宅録アーティストには、いつの日か音楽界でキャリアを築くことを夢見つつも、単純に音楽作りが好きで、収入が得られるかどうかに関係なく音楽制作を純粋に楽しんでいる人もたくさんいます。Charlie Yinもそういったアーティストのひとり。とにかく音楽作りが好きな彼は、自由になる時間に音楽制作を行っています。しかしその過程で、ベイエリア生まれのプロジェクトGiraffageははっきりとした形となってきました。いくつかのセルフリリース・アルバムと、遊び心あふれるエディットや非公式リミックスのコンスタントなリリース(そのほとんどはカリフォルニア大学バークレー校学生時代に公開されたもの)でその名を確立し、ここ2年でYinはシーンで人気急上昇中の米国ビートメイカーのひとりとなりました。Giraffageの特徴でもあるポップでメロディが美しい作品の数々はFool's GoldやDim Makといったレーベルに取り上げられ、同時に彼を人気リミキサーへとのし上げ、世界各地のフェスティバルでプレイするにまでになりました。Yinのビートは宅録スタジオから世界へと飛び立ったのです。
Abletonは、サンフランシスコを拠点に活躍するアーティストである彼に、Giraffageプロジェクトで多忙な中インタビューを敢行。根っからのベッドルーム・プロデューサーであると語るYinは、Abletonの質問にてきぱきと応え、作品作りのプロセスに対する見解、年月を経ての制作アプローチの変化、トラックをライブ用に準備する手法、Giraffageの着実な人気の上昇をもたらしたスイートなメロディが誕生したいきさつについて話してくれました。
新しい作品にはどのようにとりかかるのですか?
私の場合、それは作品ごとに異なります。きまった方法はないので、どの曲も、いろいろな取り組みの結果がひとまとまりになったという感じです。ドラム・ループから始めることもあるし、クールなコード進行からスタートすることもあればサンプルから始めることもあります。曲に取りかかるときはとにかく決まったやり方はありません。

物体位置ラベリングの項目
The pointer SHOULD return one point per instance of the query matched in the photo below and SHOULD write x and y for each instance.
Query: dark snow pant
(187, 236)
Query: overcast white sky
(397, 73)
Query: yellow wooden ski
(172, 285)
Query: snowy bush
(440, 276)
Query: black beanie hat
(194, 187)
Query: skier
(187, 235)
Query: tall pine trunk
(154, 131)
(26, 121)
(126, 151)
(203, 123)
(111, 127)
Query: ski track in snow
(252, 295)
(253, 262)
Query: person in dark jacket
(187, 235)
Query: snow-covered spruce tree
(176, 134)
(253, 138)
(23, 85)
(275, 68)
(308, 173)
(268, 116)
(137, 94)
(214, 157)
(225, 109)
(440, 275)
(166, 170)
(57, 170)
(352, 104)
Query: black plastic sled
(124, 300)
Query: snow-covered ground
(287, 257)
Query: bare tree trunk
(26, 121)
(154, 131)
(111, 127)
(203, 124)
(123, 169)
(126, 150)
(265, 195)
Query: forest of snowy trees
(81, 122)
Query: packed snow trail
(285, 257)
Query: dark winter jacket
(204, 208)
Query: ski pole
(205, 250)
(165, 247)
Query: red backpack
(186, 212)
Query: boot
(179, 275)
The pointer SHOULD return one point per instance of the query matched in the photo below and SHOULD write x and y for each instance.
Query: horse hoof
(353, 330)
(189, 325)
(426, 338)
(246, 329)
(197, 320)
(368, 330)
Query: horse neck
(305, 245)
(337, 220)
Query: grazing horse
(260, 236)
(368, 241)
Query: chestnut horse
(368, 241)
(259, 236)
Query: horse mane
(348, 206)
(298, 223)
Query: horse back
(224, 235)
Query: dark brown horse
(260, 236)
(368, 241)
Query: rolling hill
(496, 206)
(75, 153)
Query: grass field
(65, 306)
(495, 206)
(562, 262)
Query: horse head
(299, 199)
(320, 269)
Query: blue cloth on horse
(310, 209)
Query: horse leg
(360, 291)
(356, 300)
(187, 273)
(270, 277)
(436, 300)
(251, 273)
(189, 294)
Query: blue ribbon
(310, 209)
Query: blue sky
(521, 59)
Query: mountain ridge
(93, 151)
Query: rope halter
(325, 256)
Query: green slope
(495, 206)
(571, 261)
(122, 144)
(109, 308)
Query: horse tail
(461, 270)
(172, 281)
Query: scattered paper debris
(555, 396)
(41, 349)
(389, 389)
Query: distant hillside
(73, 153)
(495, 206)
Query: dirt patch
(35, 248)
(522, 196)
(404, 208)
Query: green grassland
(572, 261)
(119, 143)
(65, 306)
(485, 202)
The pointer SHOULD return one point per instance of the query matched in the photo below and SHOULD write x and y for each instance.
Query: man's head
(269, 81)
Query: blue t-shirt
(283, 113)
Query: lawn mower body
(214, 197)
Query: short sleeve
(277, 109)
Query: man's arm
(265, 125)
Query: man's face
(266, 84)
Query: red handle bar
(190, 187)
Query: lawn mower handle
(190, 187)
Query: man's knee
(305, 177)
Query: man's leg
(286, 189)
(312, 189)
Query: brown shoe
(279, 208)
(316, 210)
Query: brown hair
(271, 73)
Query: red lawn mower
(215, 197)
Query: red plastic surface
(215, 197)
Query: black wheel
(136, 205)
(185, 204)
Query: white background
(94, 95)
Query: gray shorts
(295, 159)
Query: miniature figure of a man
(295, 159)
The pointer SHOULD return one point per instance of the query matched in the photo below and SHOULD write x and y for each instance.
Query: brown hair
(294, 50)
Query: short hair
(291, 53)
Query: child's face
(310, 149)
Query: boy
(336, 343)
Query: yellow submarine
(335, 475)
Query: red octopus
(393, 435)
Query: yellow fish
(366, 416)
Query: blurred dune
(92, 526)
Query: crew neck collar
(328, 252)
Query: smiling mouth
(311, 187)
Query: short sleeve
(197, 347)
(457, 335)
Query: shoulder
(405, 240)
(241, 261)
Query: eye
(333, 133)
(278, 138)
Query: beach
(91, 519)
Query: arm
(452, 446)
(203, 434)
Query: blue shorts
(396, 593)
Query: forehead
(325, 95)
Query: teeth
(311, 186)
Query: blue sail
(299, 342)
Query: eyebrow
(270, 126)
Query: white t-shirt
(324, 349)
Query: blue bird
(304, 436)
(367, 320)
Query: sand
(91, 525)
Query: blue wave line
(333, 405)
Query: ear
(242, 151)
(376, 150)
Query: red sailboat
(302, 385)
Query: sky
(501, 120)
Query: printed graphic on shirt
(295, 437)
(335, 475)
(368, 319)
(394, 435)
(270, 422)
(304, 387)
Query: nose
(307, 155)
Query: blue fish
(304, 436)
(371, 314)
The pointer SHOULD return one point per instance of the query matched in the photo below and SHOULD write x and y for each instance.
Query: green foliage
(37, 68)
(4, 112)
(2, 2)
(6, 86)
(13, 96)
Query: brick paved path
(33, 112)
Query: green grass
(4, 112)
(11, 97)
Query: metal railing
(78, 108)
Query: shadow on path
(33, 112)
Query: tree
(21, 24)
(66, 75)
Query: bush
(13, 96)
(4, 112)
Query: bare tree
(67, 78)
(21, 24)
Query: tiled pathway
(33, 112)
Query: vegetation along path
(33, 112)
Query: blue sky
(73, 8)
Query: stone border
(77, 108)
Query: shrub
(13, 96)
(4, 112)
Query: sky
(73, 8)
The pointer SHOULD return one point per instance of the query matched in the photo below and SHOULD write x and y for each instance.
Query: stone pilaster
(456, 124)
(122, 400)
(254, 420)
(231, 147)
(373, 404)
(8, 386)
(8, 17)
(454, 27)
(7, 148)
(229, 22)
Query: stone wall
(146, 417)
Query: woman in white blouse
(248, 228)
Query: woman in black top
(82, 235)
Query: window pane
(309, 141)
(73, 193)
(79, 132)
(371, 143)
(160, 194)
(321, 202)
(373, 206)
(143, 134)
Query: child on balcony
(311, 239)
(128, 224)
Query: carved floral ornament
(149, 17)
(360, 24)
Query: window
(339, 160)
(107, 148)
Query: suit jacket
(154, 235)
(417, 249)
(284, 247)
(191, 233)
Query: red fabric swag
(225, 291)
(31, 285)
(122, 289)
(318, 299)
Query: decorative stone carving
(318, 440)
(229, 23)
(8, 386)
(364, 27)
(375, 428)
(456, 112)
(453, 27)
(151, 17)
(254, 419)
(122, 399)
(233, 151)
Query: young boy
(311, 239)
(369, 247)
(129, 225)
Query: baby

* 課題 *
**1.** Giraffageの記事について、次の問いに答えてください。
(a) 非公式リミックスなどの大半は、Yinがどこの学生だった時期に公開されたか。
(b) Yinが拠点としている都市はどこか。
(c) 曲を始める出発点としてYinが挙げているものを三つ答えよ。
**2.** Giraffageの記事のうち、「私の場合、それは作品ごとに異」を含む語句から始まり「決まったやり方はありません。」で終わる部分を、一字も変えずに返してください。
**3.** Giraffageの記事の続きを、最後の文の後から書き進めてください。

* 回答 *
**1.**
(a) カリフォルニア大学バークレー校
(b) サンフランシスコ
(c) ドラム・ループ、クールなコード進行、サンプル

**2.**
私の場合、それは作品ごとに異なります。きまった方法はないので、どの曲も、いろいろな取り組みの結果がひとまとまりになったという感じです。ドラム・ループから始めることもあるし、クールなコード進行からスタートすることもあればサンプルから始めることもあります。曲に取りかかるときはとにかく決まったやり方はありません。

**3.**
曲作りに一定の時間を確保しておくタイプですか、それともインスピレーションが湧いたときだけ作品作りに取りかかるタイプですか?
曲作りのために時間を用意することはほとんどありません。(音楽作りへの欲求は)音楽作りを楽しむことで生まれる結果なので、できるときにはいつでも曲作りを行います。今はやらなければいけない仕事があったり昔よりも〆切が増えたという点でGiraffageプロジェクトを立ち上げた頃とは少し違っているかもしれませんが、プロセス自体はだいたい以前と同じです。最近はツアーに出たりして自由になる時間が少なくなってきましたが、つまるところ、楽しんでやっていることが一番大事なので、それがいつまでも変わらなければいいなと思っています。
ドラム・サウンドについてお聞かせください。特定のサンプル・ライブラリなどはありますか?サンプリングするのはレコードですか、それとも実世界の音ですか?
頼りにしている巨大なサウンド・ライブラリがあって、行き詰まったなと思ったときは、必ずそのライブラリに戻って、これまでの作品で使用した実証済みの優れたドラム・サウンドをチェックします。このライブラリはいろんなサンプル・パックを収集することで構築しました。VengeanceやSample Magicのサンプル・パック、その他オンラインで見つけたいろんなパックから選び出したものです。一度、膨大な数のアナログ・ドラムマシンの全ヒットを収録した15GBほどの超巨大なサンプル・パックを見つけたことがあったのですが、それも何時間もかけてサンプルをチェックしました。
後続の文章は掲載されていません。